» **AIM OF THE TASK**
Beginning with the line that contains "Where can you see the bus front", repeat each line exactly through the end of the listing below. Pictures stay out.

***** GIVEN INFORMATION

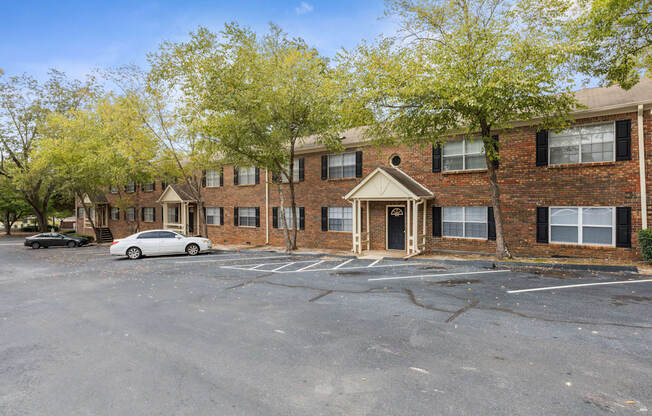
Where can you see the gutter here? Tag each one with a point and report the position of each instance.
(641, 163)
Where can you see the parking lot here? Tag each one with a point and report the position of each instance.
(264, 333)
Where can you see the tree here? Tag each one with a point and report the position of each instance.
(24, 105)
(93, 149)
(614, 39)
(254, 99)
(468, 67)
(12, 205)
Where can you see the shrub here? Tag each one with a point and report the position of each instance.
(645, 242)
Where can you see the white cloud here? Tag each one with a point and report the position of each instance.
(303, 8)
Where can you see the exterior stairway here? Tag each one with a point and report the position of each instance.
(105, 235)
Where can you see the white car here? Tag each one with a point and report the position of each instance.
(158, 242)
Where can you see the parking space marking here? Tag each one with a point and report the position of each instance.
(342, 264)
(537, 289)
(434, 275)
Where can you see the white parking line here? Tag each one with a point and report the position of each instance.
(311, 265)
(376, 262)
(579, 285)
(434, 275)
(342, 264)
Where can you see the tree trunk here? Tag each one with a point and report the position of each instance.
(502, 250)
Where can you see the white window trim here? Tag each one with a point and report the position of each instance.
(463, 154)
(613, 150)
(328, 165)
(464, 221)
(580, 225)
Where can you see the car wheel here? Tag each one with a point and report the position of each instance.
(134, 253)
(192, 249)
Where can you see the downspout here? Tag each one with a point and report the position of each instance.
(641, 164)
(266, 207)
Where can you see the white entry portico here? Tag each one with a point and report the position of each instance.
(406, 199)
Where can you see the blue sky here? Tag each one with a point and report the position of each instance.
(78, 36)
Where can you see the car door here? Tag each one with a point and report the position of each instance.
(172, 243)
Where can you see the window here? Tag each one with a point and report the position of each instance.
(246, 176)
(464, 154)
(295, 172)
(289, 217)
(148, 214)
(213, 215)
(340, 218)
(173, 215)
(341, 166)
(464, 222)
(212, 178)
(131, 214)
(582, 225)
(582, 144)
(247, 217)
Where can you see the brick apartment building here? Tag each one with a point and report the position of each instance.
(580, 192)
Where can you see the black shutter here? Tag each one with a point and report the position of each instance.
(324, 218)
(491, 224)
(624, 139)
(542, 224)
(324, 167)
(275, 217)
(358, 164)
(436, 157)
(436, 221)
(542, 148)
(623, 227)
(495, 144)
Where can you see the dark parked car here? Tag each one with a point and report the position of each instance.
(53, 240)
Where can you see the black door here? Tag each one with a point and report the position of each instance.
(396, 228)
(191, 222)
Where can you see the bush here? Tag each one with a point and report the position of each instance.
(645, 242)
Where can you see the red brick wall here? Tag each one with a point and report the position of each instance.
(524, 186)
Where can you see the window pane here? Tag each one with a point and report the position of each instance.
(476, 214)
(474, 146)
(476, 230)
(597, 216)
(453, 214)
(453, 229)
(476, 162)
(563, 216)
(597, 235)
(453, 148)
(560, 234)
(453, 163)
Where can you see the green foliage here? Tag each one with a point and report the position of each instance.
(645, 244)
(614, 39)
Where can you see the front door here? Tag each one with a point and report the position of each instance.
(396, 228)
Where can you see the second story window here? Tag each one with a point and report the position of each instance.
(464, 155)
(582, 144)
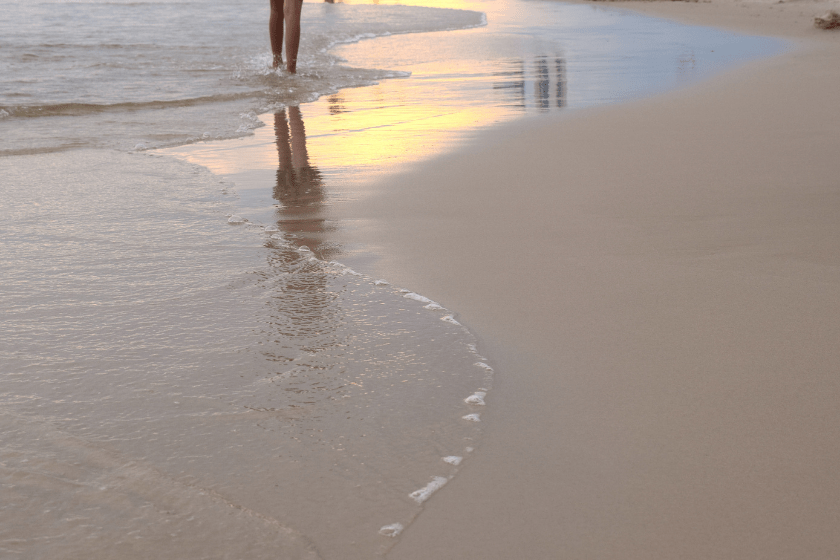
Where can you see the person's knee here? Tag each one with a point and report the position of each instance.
(291, 10)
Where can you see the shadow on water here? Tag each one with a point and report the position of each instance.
(300, 186)
(544, 76)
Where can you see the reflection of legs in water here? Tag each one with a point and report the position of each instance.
(288, 12)
(275, 31)
(299, 187)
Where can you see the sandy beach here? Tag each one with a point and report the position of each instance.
(488, 279)
(657, 284)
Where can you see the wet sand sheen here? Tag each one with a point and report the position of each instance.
(658, 283)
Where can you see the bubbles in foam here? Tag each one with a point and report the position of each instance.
(476, 398)
(417, 297)
(474, 349)
(391, 530)
(426, 492)
(484, 366)
(453, 460)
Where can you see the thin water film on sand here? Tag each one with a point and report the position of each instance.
(172, 385)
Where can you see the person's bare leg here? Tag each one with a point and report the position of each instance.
(292, 14)
(275, 31)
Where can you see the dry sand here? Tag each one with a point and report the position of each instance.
(658, 284)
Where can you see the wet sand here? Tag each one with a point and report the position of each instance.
(657, 283)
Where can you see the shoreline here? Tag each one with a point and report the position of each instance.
(656, 281)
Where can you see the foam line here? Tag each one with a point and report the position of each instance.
(391, 530)
(476, 398)
(426, 492)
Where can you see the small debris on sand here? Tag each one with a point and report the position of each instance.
(829, 20)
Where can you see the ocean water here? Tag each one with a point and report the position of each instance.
(188, 367)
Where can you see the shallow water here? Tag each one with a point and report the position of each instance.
(165, 374)
(185, 369)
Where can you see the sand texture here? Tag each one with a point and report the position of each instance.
(658, 284)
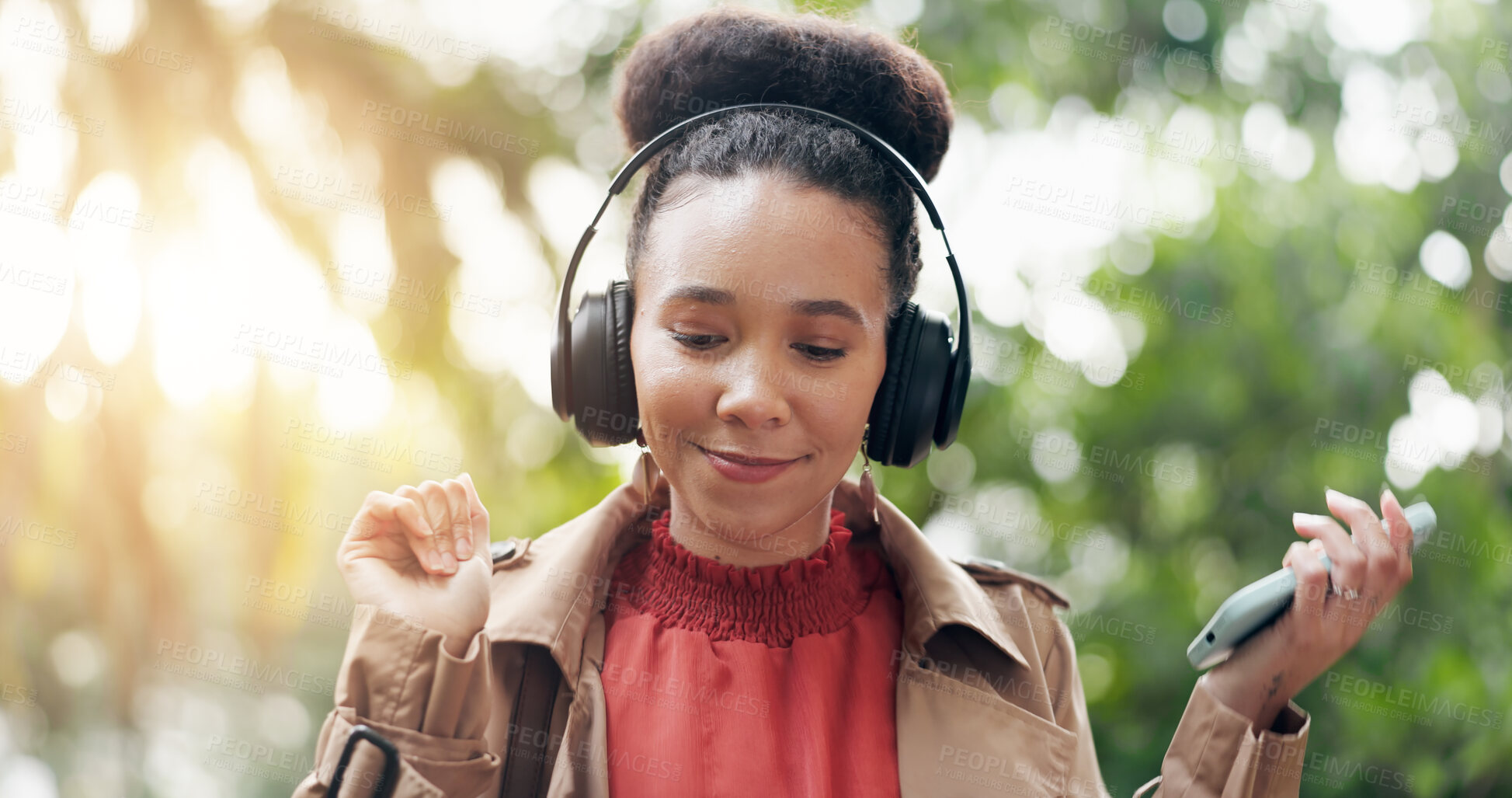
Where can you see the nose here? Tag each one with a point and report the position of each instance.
(755, 391)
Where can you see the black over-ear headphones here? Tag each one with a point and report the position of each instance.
(923, 389)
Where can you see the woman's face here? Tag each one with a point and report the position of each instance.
(759, 314)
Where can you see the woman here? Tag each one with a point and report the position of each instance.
(774, 629)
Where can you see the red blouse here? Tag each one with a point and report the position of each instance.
(771, 680)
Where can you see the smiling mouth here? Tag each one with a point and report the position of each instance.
(742, 461)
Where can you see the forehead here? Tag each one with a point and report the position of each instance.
(763, 238)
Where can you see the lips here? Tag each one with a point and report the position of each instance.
(742, 459)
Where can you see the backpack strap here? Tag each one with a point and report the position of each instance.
(534, 700)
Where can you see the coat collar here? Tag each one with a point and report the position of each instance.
(563, 577)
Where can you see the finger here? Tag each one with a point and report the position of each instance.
(1312, 579)
(478, 514)
(428, 550)
(460, 511)
(1346, 559)
(439, 509)
(1369, 539)
(1400, 535)
(410, 518)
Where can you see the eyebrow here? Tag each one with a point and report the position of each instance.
(805, 308)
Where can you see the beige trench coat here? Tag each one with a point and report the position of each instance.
(989, 700)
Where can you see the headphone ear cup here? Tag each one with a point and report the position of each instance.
(602, 379)
(884, 406)
(622, 371)
(909, 400)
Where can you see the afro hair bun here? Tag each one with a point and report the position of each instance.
(732, 55)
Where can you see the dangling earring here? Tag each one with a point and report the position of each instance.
(646, 470)
(868, 490)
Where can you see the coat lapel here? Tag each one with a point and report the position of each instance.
(953, 738)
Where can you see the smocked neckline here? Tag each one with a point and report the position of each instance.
(771, 605)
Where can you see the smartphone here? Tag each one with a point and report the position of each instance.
(1258, 603)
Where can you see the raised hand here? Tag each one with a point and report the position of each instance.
(422, 552)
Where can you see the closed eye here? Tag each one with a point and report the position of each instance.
(704, 343)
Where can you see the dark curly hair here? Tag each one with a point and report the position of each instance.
(734, 55)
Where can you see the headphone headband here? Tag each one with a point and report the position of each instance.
(959, 371)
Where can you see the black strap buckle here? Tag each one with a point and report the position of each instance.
(391, 765)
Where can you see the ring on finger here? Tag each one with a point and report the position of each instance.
(1349, 592)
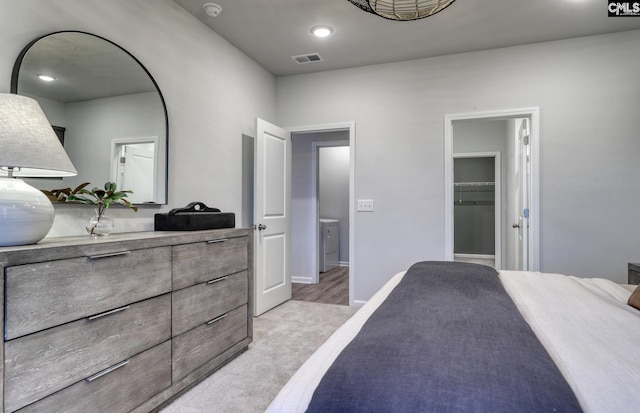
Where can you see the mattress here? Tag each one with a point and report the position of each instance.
(584, 324)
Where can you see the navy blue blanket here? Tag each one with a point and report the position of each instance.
(447, 339)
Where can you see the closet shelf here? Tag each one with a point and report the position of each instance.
(474, 184)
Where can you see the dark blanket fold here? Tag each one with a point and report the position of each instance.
(447, 339)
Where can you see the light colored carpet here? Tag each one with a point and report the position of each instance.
(283, 338)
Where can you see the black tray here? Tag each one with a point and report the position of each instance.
(194, 217)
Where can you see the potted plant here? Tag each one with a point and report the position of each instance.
(100, 224)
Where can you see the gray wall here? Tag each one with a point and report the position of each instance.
(334, 192)
(213, 93)
(589, 147)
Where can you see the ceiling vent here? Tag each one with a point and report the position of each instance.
(307, 58)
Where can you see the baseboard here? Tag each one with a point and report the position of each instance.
(302, 280)
(488, 256)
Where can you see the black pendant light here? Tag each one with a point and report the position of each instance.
(402, 10)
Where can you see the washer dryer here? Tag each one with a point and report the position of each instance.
(329, 244)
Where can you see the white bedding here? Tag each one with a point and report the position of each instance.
(585, 325)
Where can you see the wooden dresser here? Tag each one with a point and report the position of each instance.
(124, 323)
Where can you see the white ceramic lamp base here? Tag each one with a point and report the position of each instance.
(26, 214)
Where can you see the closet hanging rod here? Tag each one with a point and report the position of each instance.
(474, 184)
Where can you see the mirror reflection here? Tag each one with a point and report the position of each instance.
(105, 108)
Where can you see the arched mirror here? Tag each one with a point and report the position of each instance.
(106, 109)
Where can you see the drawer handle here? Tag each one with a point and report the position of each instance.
(107, 371)
(216, 319)
(217, 280)
(109, 254)
(117, 310)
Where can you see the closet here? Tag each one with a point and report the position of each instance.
(474, 207)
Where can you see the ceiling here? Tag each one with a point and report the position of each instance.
(272, 31)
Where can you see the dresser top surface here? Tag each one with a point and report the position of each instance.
(77, 246)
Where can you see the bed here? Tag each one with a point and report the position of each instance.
(446, 336)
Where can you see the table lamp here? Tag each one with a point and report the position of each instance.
(28, 148)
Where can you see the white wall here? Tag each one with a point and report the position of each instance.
(334, 165)
(589, 147)
(213, 93)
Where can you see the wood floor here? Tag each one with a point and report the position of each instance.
(333, 288)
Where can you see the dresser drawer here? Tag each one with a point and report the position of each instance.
(41, 363)
(201, 344)
(119, 390)
(43, 295)
(203, 261)
(202, 302)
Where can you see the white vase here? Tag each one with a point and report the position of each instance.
(100, 225)
(26, 214)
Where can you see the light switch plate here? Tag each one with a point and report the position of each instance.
(365, 205)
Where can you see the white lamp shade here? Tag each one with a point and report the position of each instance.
(26, 214)
(28, 142)
(28, 147)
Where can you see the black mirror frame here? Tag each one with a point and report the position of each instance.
(15, 74)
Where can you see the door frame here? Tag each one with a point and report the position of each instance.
(533, 114)
(315, 183)
(335, 127)
(497, 197)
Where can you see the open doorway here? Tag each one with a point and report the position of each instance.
(477, 208)
(321, 213)
(513, 134)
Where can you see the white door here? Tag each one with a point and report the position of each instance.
(137, 172)
(272, 217)
(523, 210)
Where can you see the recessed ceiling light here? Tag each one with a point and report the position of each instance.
(322, 31)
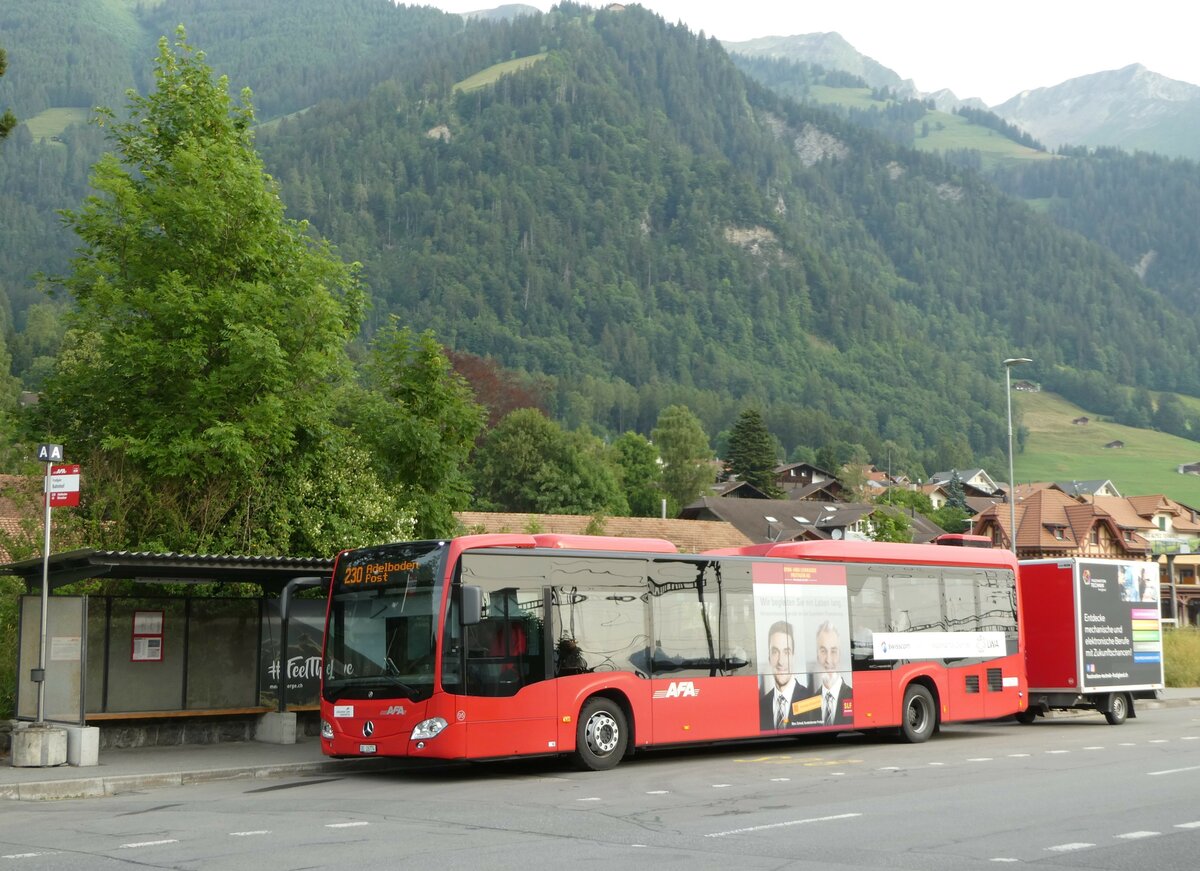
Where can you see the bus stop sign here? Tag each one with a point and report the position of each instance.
(64, 486)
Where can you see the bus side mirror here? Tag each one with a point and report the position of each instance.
(472, 605)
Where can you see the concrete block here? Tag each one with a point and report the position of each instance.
(39, 745)
(83, 745)
(276, 728)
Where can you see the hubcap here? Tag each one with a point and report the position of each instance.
(603, 733)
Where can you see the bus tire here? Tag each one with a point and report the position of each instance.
(601, 736)
(918, 716)
(1117, 709)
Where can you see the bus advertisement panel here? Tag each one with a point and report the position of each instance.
(501, 646)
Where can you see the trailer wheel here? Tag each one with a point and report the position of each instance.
(601, 736)
(918, 716)
(1117, 709)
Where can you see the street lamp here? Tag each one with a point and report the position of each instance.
(1012, 482)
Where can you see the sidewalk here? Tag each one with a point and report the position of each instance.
(147, 768)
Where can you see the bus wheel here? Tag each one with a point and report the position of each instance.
(918, 715)
(1119, 709)
(601, 737)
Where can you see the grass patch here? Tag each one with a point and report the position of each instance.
(490, 76)
(850, 97)
(1181, 656)
(1057, 450)
(53, 121)
(951, 132)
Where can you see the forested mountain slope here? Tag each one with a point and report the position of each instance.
(634, 218)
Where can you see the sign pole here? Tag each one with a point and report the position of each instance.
(47, 454)
(46, 604)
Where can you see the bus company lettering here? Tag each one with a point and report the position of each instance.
(375, 572)
(676, 689)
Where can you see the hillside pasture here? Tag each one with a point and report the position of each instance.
(1057, 450)
(492, 73)
(52, 122)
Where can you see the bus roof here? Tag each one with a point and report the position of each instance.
(875, 552)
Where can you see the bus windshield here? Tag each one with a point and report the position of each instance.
(382, 631)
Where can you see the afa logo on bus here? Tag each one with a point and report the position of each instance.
(677, 689)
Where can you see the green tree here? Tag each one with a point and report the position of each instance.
(753, 456)
(687, 457)
(955, 497)
(197, 374)
(891, 524)
(420, 421)
(7, 120)
(641, 476)
(531, 463)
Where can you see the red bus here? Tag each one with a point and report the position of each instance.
(491, 647)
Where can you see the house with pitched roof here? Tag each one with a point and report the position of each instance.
(1050, 524)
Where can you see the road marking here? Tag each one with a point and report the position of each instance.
(28, 856)
(1175, 770)
(781, 826)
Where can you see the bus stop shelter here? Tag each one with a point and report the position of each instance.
(168, 664)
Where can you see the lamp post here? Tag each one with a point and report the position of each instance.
(1012, 482)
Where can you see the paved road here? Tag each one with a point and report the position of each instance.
(1065, 794)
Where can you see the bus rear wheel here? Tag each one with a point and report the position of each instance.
(1119, 709)
(918, 716)
(601, 737)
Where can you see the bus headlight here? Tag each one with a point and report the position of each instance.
(429, 728)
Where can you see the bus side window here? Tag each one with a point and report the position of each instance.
(868, 616)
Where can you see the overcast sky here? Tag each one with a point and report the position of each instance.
(987, 50)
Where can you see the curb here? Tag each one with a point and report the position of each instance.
(118, 784)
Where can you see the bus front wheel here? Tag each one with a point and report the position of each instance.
(918, 716)
(601, 734)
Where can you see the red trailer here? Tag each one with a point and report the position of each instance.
(1093, 635)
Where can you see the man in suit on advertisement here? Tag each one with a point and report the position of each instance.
(784, 703)
(835, 695)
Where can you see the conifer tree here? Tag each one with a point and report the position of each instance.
(753, 452)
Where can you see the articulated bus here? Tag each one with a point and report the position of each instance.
(490, 647)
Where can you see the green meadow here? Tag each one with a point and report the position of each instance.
(1059, 450)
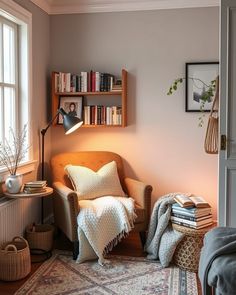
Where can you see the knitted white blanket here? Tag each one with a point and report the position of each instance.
(102, 223)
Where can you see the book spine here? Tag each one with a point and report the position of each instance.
(97, 81)
(93, 82)
(192, 226)
(92, 114)
(195, 223)
(57, 84)
(192, 218)
(73, 83)
(102, 82)
(67, 82)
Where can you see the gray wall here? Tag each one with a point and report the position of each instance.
(162, 143)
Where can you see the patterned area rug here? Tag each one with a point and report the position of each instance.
(123, 276)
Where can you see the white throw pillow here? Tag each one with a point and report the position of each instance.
(90, 184)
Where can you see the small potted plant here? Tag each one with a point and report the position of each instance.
(208, 92)
(12, 152)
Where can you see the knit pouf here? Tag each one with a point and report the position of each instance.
(187, 253)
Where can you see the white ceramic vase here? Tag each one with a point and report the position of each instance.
(13, 183)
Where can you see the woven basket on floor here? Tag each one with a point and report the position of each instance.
(15, 261)
(40, 236)
(187, 253)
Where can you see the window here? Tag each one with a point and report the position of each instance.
(15, 70)
(8, 78)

**********

» **EXERCISE SOLUTION**
Where can you see the bus front wheel here? Tag each one with a point and report the position of each instance.
(918, 716)
(601, 734)
Where can you see the red trailer here? Tag each one with a point and report the position of each instance.
(1093, 635)
Where can you see the man in suit on advertisement here? Tag each one with a point and report the position of each instance.
(784, 703)
(835, 695)
Where can you see the conifer tree here? Tag each one with a point and report the position of each instance.
(753, 452)
Where can you see the articulated bus here? Tag each one with a point and report the position of each instance.
(490, 647)
Where can you see the green meadow here? Tag each one with a point and report the position of each instance.
(1059, 450)
Where can you see the knitted white blanket here? Tag each one with a point and report the position of each instance.
(102, 223)
Where can you see the book spine here? Tag each one with a point and report the position of each instance.
(97, 81)
(93, 82)
(192, 226)
(92, 114)
(195, 223)
(57, 84)
(192, 218)
(73, 83)
(102, 82)
(67, 82)
Where can you see the gray wall here? Tag each one with a point and report the position of each instance.
(162, 143)
Where can you see the patterned area rug here? Tag each one with a point and report the position of each instance.
(123, 276)
Where can you see the white throw pillow here? Tag each one with a point and report the position of each instance.
(90, 184)
Where can you see the small potted plant here? Tag each one with a point and report the position of each instance.
(208, 92)
(12, 152)
Where can you see the knit pouf here? Tag each one with a point and report the position of each instance.
(187, 253)
Where can you see the white ceramic vase here? Tag each one with a point and report the position of each instance.
(13, 183)
Where can you see the woven basket on floor here? Tag each one with a point and report the position of each instance.
(15, 261)
(40, 236)
(187, 253)
Where can you see the window here? Tag each one with a point and report the position of each instance.
(15, 70)
(8, 78)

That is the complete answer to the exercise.